══ Data supplied

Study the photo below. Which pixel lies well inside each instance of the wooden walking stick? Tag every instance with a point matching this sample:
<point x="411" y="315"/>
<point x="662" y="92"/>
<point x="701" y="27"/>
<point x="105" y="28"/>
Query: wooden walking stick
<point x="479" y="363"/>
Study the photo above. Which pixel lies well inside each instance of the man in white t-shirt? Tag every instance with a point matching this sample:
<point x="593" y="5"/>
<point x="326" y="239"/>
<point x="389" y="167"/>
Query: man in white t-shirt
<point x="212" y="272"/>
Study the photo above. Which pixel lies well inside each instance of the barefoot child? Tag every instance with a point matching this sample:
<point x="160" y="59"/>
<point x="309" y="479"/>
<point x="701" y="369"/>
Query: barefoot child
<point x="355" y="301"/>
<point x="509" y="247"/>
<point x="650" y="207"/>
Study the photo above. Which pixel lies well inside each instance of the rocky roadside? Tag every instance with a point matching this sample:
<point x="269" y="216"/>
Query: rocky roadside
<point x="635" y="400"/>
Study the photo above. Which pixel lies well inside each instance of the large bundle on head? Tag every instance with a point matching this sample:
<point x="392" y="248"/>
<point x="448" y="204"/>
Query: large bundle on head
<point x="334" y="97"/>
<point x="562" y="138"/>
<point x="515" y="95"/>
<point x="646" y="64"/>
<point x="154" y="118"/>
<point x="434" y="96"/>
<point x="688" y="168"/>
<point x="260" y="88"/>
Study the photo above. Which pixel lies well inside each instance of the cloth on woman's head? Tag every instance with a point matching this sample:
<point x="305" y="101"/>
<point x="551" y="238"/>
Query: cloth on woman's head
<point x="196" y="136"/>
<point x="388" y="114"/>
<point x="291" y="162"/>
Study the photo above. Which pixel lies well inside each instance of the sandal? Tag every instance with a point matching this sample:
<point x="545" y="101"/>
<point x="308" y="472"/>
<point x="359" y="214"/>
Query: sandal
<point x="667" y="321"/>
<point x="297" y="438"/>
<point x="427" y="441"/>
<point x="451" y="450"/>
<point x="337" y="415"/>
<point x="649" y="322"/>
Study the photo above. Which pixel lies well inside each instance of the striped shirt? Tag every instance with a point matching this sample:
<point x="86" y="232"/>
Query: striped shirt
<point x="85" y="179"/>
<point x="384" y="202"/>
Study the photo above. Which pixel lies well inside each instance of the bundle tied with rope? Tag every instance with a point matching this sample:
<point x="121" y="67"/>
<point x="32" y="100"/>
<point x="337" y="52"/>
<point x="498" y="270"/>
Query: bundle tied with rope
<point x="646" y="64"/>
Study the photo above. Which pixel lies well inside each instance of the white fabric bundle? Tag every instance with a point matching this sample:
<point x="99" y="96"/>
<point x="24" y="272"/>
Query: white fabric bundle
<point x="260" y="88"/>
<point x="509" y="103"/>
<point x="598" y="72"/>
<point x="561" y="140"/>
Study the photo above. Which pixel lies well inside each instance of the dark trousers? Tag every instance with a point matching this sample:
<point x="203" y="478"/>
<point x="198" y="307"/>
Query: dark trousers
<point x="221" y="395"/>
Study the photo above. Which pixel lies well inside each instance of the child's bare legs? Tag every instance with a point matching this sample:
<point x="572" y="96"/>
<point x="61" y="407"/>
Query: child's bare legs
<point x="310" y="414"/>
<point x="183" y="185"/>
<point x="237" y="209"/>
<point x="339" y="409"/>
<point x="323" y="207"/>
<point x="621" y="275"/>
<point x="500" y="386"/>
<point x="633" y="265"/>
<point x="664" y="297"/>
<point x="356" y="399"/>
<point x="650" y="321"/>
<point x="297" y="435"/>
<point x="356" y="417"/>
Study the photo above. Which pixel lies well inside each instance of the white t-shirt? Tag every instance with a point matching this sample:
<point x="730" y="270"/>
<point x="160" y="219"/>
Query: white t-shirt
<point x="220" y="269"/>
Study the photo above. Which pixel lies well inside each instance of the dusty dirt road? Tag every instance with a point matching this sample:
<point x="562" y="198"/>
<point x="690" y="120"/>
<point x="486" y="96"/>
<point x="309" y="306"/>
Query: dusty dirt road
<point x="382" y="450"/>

════

*What is being asked*
Each entry above has to be duplicated exactly as it stands.

*Result below*
Study the photo below. Which pixel lies well inside each instance of the wooden walking stick? Tag every instance with a point matching this sample:
<point x="411" y="315"/>
<point x="662" y="92"/>
<point x="701" y="27"/>
<point x="105" y="28"/>
Query: wooden walking stick
<point x="479" y="363"/>
Study the photo above. Which pixel lies well inside each instance of the man in white t-shirt? Tag every instance with a point matching this sample:
<point x="593" y="5"/>
<point x="326" y="239"/>
<point x="389" y="167"/>
Query: man in white t-shirt
<point x="212" y="272"/>
Study the photo above. Which pixel lies well inside each instance of the barefoot child? Tag every instance with a point matching this sample:
<point x="160" y="59"/>
<point x="309" y="479"/>
<point x="701" y="369"/>
Query: barefoot child
<point x="355" y="301"/>
<point x="509" y="247"/>
<point x="650" y="207"/>
Study the photo above. Which pixel lies well inside each instance of the rocky roadside? Tag every instance with a point matching this sample:
<point x="269" y="216"/>
Query: rocky roadside
<point x="635" y="400"/>
Study the photo above. Which pixel lies well inside each instance of the large bundle on head? Tag every instance with a point matching this sample:
<point x="392" y="248"/>
<point x="448" y="204"/>
Query: large bundle on head
<point x="334" y="97"/>
<point x="562" y="138"/>
<point x="515" y="95"/>
<point x="646" y="64"/>
<point x="154" y="118"/>
<point x="434" y="96"/>
<point x="688" y="168"/>
<point x="260" y="88"/>
Study the photo above. Which pixel lies well inside each instance of the cloth on woman's head? Tag every instance with a point matching this sample:
<point x="305" y="101"/>
<point x="551" y="238"/>
Query: cloth on woman's head
<point x="196" y="136"/>
<point x="388" y="114"/>
<point x="291" y="162"/>
Study the photo above. Which pixel lies well inside each instance of the sandal? Tag every instance with a point matching this sample:
<point x="545" y="101"/>
<point x="308" y="472"/>
<point x="359" y="214"/>
Query: sandal
<point x="667" y="321"/>
<point x="297" y="438"/>
<point x="427" y="441"/>
<point x="451" y="450"/>
<point x="337" y="415"/>
<point x="649" y="322"/>
Study the photo above. Which pixel lies well inside each instance of the striped shirt? Tag every instance with a point matching this sample:
<point x="86" y="232"/>
Query: striped shirt
<point x="85" y="179"/>
<point x="384" y="202"/>
Study the photo above. Which pixel lies well inside each instance of the bundle tied with rope? Tag every instance with a point matching this sample:
<point x="121" y="67"/>
<point x="32" y="100"/>
<point x="337" y="52"/>
<point x="498" y="270"/>
Query: bundle tied with rope
<point x="646" y="64"/>
Study the photo above. Which pixel lies well inside each instance of the white fabric bundle? Tag every instance with a point matching this sample:
<point x="99" y="96"/>
<point x="24" y="272"/>
Query: white fabric bundle
<point x="260" y="88"/>
<point x="509" y="103"/>
<point x="598" y="72"/>
<point x="561" y="140"/>
Study the photo above. Which pixel lies well inside each instance of the dark trousers? Tag every instance with a point matching this sample:
<point x="203" y="478"/>
<point x="198" y="307"/>
Query: dark trousers
<point x="221" y="395"/>
Study the photo above. Which pixel lies well inside each instance of the child's bare legs? Tag every instance with a point matching this sample:
<point x="572" y="96"/>
<point x="61" y="407"/>
Query: child's bare legs
<point x="310" y="414"/>
<point x="183" y="185"/>
<point x="237" y="209"/>
<point x="339" y="409"/>
<point x="323" y="207"/>
<point x="621" y="275"/>
<point x="500" y="386"/>
<point x="633" y="265"/>
<point x="664" y="297"/>
<point x="356" y="399"/>
<point x="650" y="321"/>
<point x="297" y="435"/>
<point x="356" y="417"/>
Study the photo above. Which pixel lies well inside each instance of the white t-shirt? Tag every instance with a point matching this sample:
<point x="730" y="270"/>
<point x="160" y="219"/>
Query: white t-shirt
<point x="220" y="269"/>
Study the photo above. Which pixel lies well inside each instance of the dusty dirt road? Tag every instance with a point matching this sample:
<point x="562" y="198"/>
<point x="690" y="120"/>
<point x="486" y="96"/>
<point x="309" y="306"/>
Query: dusty dirt road
<point x="382" y="450"/>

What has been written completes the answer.